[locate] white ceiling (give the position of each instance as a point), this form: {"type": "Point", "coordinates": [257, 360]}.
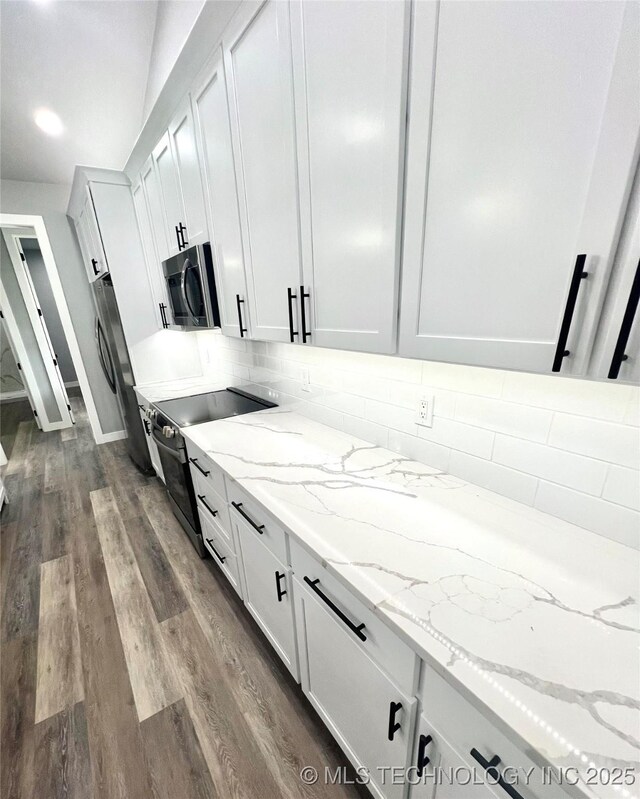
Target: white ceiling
{"type": "Point", "coordinates": [87, 60]}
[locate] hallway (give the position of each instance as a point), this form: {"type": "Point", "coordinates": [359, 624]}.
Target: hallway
{"type": "Point", "coordinates": [129, 668]}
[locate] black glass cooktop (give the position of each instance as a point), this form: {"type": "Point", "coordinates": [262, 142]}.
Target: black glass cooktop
{"type": "Point", "coordinates": [185, 411]}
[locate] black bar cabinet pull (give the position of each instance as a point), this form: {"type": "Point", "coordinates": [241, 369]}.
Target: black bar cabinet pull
{"type": "Point", "coordinates": [394, 725]}
{"type": "Point", "coordinates": [194, 461]}
{"type": "Point", "coordinates": [491, 768]}
{"type": "Point", "coordinates": [279, 590]}
{"type": "Point", "coordinates": [202, 498]}
{"type": "Point", "coordinates": [619, 354]}
{"type": "Point", "coordinates": [220, 557]}
{"type": "Point", "coordinates": [423, 760]}
{"type": "Point", "coordinates": [578, 275]}
{"type": "Point", "coordinates": [304, 295]}
{"type": "Point", "coordinates": [239, 302]}
{"type": "Point", "coordinates": [290, 298]}
{"type": "Point", "coordinates": [258, 527]}
{"type": "Point", "coordinates": [356, 629]}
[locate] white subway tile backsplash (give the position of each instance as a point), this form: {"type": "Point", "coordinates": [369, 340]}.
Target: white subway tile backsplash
{"type": "Point", "coordinates": [555, 465]}
{"type": "Point", "coordinates": [516, 485]}
{"type": "Point", "coordinates": [606, 518]}
{"type": "Point", "coordinates": [616, 443]}
{"type": "Point", "coordinates": [504, 417]}
{"type": "Point", "coordinates": [623, 487]}
{"type": "Point", "coordinates": [561, 444]}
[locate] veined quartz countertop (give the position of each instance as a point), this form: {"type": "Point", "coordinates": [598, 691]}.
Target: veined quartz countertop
{"type": "Point", "coordinates": [183, 387]}
{"type": "Point", "coordinates": [533, 619]}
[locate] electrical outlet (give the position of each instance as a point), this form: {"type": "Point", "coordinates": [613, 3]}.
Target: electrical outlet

### What you need to do
Search the listing above for lines containing "outlet", and copy them.

### Task result
[locate] electrical outlet (give the position of each instance as a point), this form: {"type": "Point", "coordinates": [613, 3]}.
Target: electrical outlet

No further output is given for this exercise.